» 提示文:
------------------------------------------------------------------------
卓話概要

2020年11月17日(第1743回)
東京西南RC
田口 淳子会員

ドキュメンタリー『ミッドウェー海戦』制作体験から(会員卓話)

★日米航空母艦の探索プロジェクト
 私は、かつて、「米ナショナル・ジェオグラフィック協会」(以後、「協会」)や「ディスカバリー・チャンネル」のドキュメンタリー・フィルムの制作に携わりましたが、最も貴重な経験が「ミッドウェー海戦」の制作でした。
 「協会」は、ミッドウェーで戦った日米の退役軍人が生存している間に、「タイタニック号」を発見した海洋科学者ロバート・バラード博士に日米の5隻の航空母艦、即ち、「ヨークタウン」、「赤城」、「加賀」、「蒼龍」、「飛龍」の探索、並びに日米の退役軍人を引き合わせる企画を立て、準備を開始しました。しかし地表の三分の一を占め、深度が5千~1万mもある太平洋で、300m足らずの母艦を探索するのは至難の業で、プロジェクト実施に要する高度の海洋科学技術や資金の調達に3年余りかかりました。

★日本の退役パイロットが参加
 1996年に「協会」から最初に依頼されたのはリサーチで、当時、日本に生存が確認された39名の退役軍人への取材でした。私は取材に応じて下さった20名に対面や電話で詳細な聞き取り調査を行いました。体験談は興味深い話ばかりで、中でも、生死の境でとった退役パイロットの機転や行動に深い感銘を覚えました。
 2年後、「協会」からプロジェクト立ち上げの通知を受け、既に他の仕事に就いていた私は2週間の休暇を頂き、アソシエート・プロデューサーとして参加しました。手始めは退役軍人2名の人選で、体験談が興味深く、2週間の洋上生活に耐えられ、ご家族の理解が得られるという基準から、大分県の赤松勇二氏と千葉県の吉野治男氏に参加をお願い致しました。両名共に「加賀」の索敵パイロットで、ミッドウェーの前に支那事変や真珠湾攻撃に参加し、後には硫黄島や沖縄に送られたにも拘わらず生き抜いた、かつての勇猛な戦士でした。
 1998年春、プロジェクトの参加者一同、即ち、バラード博士一行、米海軍、MIT、ハワイ大学、ドキュメンタリー・月刊誌制作者、日米退役軍人各2名、米メディア等、総勢約80名がハワイに集合し、使用料が一日5百万円という探索船「レイニー号」に乗船しました。私は、助言に沿って、乗船直後に水平線を3時間ほど見つめたことが功を奏し、太平洋の荒波に揺れたにも拘わらず、一度も船酔いをしませんでした。
------------------------------------------------------------------------
» 抽出資料:
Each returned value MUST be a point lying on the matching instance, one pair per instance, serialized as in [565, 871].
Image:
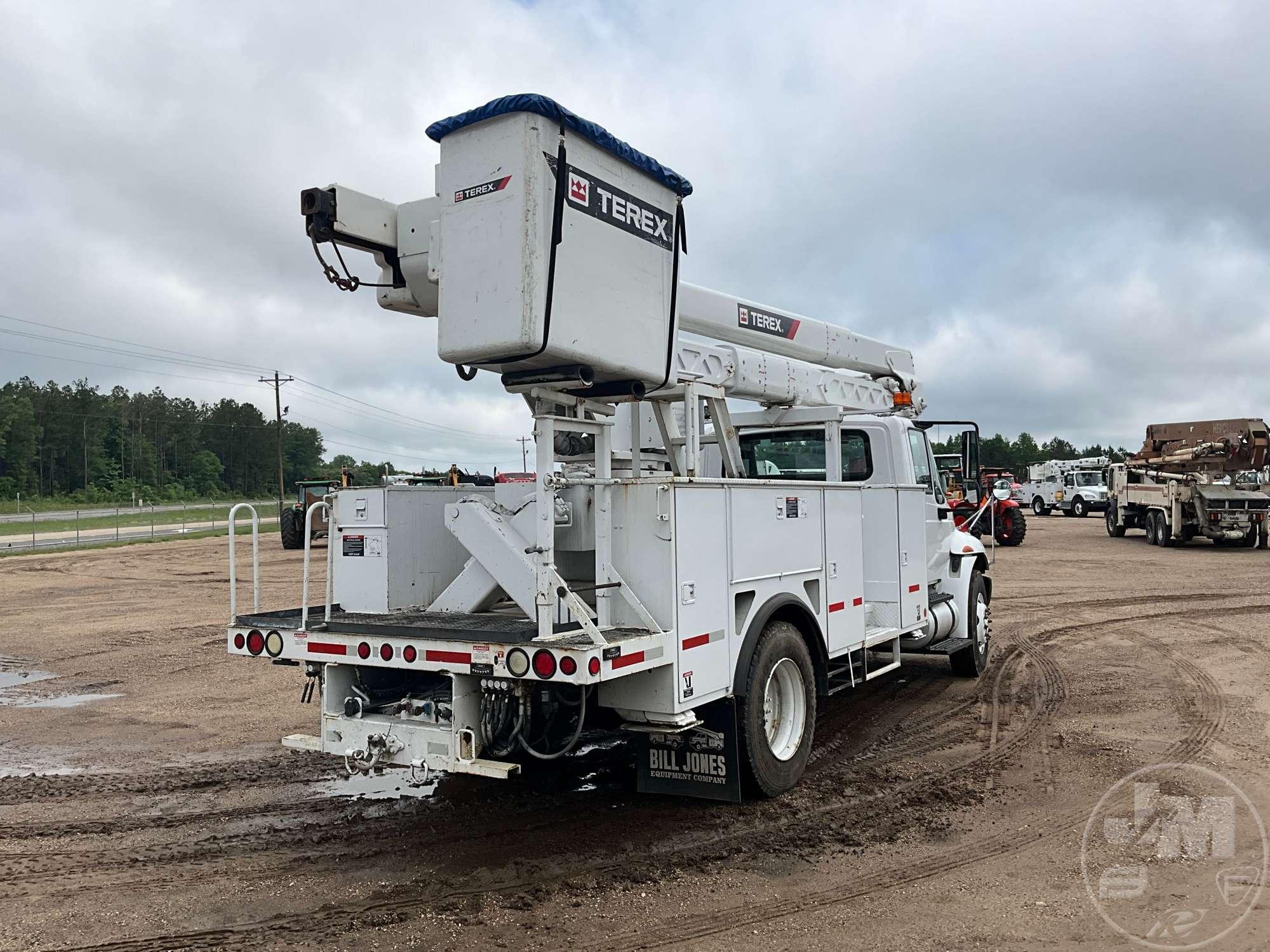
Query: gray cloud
[1062, 210]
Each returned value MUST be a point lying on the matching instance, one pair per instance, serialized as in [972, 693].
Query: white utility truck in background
[1184, 483]
[1074, 487]
[681, 569]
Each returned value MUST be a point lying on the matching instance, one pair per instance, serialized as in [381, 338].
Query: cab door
[938, 526]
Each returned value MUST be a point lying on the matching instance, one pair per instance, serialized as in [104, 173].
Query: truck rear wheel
[290, 529]
[1012, 527]
[778, 714]
[971, 662]
[1113, 530]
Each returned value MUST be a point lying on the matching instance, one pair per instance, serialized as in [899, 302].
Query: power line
[117, 341]
[120, 367]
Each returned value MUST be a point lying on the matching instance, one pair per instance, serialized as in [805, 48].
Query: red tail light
[544, 663]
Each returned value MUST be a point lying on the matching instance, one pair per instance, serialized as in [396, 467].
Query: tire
[971, 662]
[291, 529]
[778, 714]
[1013, 527]
[1113, 530]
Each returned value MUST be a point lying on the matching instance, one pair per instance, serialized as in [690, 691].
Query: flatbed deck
[496, 628]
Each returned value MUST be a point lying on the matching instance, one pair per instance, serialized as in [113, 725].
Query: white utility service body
[1073, 487]
[678, 569]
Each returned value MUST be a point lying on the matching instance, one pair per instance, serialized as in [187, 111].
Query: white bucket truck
[1073, 487]
[697, 576]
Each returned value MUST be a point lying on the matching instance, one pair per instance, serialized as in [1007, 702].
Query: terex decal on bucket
[703, 762]
[617, 208]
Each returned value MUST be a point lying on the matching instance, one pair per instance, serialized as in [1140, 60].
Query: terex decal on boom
[482, 190]
[765, 322]
[617, 208]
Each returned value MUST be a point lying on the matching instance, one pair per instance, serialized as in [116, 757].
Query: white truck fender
[967, 553]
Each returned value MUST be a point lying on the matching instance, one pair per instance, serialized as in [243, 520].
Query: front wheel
[971, 662]
[778, 714]
[1012, 526]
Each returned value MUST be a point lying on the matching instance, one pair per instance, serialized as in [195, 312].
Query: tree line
[1015, 455]
[88, 446]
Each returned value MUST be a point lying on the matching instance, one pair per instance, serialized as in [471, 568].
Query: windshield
[792, 455]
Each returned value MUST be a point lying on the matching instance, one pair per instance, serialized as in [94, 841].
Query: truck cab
[1073, 487]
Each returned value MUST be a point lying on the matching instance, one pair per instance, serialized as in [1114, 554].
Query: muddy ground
[938, 813]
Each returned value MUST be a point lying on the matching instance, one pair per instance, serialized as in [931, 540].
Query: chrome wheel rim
[785, 709]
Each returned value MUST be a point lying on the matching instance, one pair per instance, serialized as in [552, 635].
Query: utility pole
[277, 407]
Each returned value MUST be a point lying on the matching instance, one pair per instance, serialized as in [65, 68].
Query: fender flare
[784, 607]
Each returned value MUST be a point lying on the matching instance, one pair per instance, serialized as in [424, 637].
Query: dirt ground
[937, 814]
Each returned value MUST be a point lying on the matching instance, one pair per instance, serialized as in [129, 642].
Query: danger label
[766, 322]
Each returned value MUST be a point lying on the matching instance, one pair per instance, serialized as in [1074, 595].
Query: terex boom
[697, 576]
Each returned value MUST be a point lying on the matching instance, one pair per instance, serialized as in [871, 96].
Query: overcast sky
[1062, 209]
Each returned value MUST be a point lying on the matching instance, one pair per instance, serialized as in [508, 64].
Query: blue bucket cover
[552, 110]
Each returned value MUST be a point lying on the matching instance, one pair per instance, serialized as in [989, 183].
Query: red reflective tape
[451, 657]
[624, 661]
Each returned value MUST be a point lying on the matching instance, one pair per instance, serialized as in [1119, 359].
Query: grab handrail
[331, 559]
[256, 562]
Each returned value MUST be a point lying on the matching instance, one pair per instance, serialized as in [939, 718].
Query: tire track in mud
[1207, 723]
[1050, 690]
[305, 926]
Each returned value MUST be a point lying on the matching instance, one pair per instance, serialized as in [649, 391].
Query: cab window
[789, 455]
[921, 459]
[857, 456]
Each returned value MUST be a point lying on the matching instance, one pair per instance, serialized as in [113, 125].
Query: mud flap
[703, 762]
------------------------------------------------------------------------
» 取り組む課題:
• 1. ミッドウェー海戦のドキュメンタリー制作を語った卓話から、「2020年11月17日(第1743回)」から「調達に3年余りかかりました。」までを、両端の語句も含めて一字一句変えずに抜き出してください。
• 2. 日米の航空母艦を探すプロジェクトについての卓話を、最後の文の後から書き継いでください。

» 順番の出力:
• 1.
2020年11月17日(第1743回)
東京西南RC
田口 淳子会員

ドキュメンタリー『ミッドウェー海戦』制作体験から(会員卓話)

★日米航空母艦の探索プロジェクト
 私は、かつて、「米ナショナル・ジェオグラフィック協会」(以後、「協会」)や「ディスカバリー・チャンネル」のドキュメンタリー・フィルムの制作に携わりましたが、最も貴重な経験が「ミッドウェー海戦」の制作でした。
 「協会」は、ミッドウェーで戦った日米の退役軍人が生存している間に、「タイタニック号」を発見した海洋科学者ロバート・バラード博士に日米の5隻の航空母艦、即ち、「ヨークタウン」、「赤城」、「加賀」、「蒼龍」、「飛龍」の探索、並びに日米の退役軍人を引き合わせる企画を立て、準備を開始しました。しかし地表の三分の一を占め、深度が5千~1万mもある太平洋で、300m足らずの母艦を探索するのは至難の業で、プロジェクト実施に要する高度の海洋科学技術や資金の調達に3年余りかかりました。

• 2.
★期待と失望のはざ間で
 探索に先だって、ハワイ防衛の為に米海軍基地のあったミッドウェー環礁「サンド島」を訪ね(基地は1996年に閉鎖)、海岸を談笑しながら散策する日米退役軍人を撮影しました。
 広大な海で母艦を探索するにあたって、博士は歴史的記録や衛星リサーチに基づいて、各母艦が沈んでいると想定される探索スポットを割り出されていました。
 最初に「ヨークタウン」の探索から開始しました。この母艦は、日本の3隻の母艦が撃沈された後、「飛龍」が発射した2発の魚雷で撃沈したもので、音波探知機ソナーを海に沈め、極めて遅い速度で15km×35kmの探索スポットを縦、横、斜めと、しらみつぶしに探しました。ソナーの反射音がモニターに表示され、博士は海図に航海の軌跡を印し、図は次第に蜘蛛の巣のような線で覆われました。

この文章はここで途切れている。